» Stated goal A
Summarize the forum thread on bug-type Pokémon in two sentences.

» Document passage
▼
Nah as I said many insects actually incorporate iron and zinc in their exoskeleton for additional support, so a bug/steel isn't that surprising.
Yeah he was called Dr. Bug by his friends when he was a child  He even imagined ants walking on the cable from one console to the other and that's how he came out with the idea for trading pokemon. I'm not sure if they'll ever going to make bug types stronger but Gen 5 sure introduced some pretty decent ones 

Say what you want but I still consider Flygon a bug


----------



## Swarmy (Mar 20, 2014)

I forgot to mention how XY say Heracross can lift 100 times his weight which isn't unbelievable because exoskeletons provide better leverage for muscles and more attach points, not to mention that arthropods have inner structures that are many times stronger than our tendrils (one of the reasons why grasshoppers can jump so high). The real life Hercules beetle can lift 850 times his weight so with Heracross it's only 100 times because he's bigger therefore less strong.
▲
» Stated goal B
Output the records from their first line down to the line containing "[192,423,214,464]", with both of those lines included.

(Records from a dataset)
▼
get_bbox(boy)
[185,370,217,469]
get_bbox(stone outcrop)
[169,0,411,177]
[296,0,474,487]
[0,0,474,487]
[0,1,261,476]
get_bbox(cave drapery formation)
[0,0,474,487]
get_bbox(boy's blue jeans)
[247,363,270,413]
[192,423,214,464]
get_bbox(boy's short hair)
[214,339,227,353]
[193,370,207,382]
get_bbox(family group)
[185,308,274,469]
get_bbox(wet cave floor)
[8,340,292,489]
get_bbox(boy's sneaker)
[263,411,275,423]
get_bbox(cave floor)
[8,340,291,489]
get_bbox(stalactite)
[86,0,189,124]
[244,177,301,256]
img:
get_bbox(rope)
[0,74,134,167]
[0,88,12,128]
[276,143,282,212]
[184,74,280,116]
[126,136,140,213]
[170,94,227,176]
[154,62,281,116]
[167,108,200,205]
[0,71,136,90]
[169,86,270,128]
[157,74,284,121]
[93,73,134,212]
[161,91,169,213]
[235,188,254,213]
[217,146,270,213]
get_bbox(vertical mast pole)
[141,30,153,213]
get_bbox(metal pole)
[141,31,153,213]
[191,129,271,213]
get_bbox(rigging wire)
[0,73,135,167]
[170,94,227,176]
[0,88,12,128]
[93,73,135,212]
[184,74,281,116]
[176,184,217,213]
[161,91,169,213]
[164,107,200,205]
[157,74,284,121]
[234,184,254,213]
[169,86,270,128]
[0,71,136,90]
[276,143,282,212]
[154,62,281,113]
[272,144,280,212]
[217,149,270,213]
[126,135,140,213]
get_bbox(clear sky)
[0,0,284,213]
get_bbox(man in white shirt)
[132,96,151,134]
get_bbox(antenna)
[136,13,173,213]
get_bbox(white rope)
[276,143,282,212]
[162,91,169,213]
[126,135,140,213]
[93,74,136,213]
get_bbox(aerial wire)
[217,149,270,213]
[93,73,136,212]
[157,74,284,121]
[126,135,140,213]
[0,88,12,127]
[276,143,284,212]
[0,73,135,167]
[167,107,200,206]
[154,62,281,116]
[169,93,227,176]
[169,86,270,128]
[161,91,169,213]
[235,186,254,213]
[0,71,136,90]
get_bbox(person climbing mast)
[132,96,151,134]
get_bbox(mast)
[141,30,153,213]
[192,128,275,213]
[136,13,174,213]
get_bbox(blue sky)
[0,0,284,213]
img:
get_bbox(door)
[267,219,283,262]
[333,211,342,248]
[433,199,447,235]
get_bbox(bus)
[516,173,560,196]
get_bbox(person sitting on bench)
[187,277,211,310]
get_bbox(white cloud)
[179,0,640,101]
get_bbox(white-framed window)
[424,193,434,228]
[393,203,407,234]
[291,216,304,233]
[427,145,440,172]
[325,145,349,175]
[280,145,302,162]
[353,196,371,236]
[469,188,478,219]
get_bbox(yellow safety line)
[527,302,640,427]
▲
» Answer A
Posters note that many insects incorporate iron and zinc in their exoskeletons, so a bug/steel type is not surprising, and that Gen 5 introduced some pretty decent bug types. One post adds that XY's claim that Heracross can lift 100 times its weight is believable because exoskeletons give muscles better leverage, while the real Hercules beetle can lift 850 times its weight.

» Answer B
get_bbox(boy)
[185,370,217,469]
get_bbox(stone outcrop)
[169,0,411,177]
[296,0,474,487]
[0,0,474,487]
[0,1,261,476]
get_bbox(cave drapery formation)
[0,0,474,487]
get_bbox(boy's blue jeans)
[247,363,270,413]
[192,423,214,464]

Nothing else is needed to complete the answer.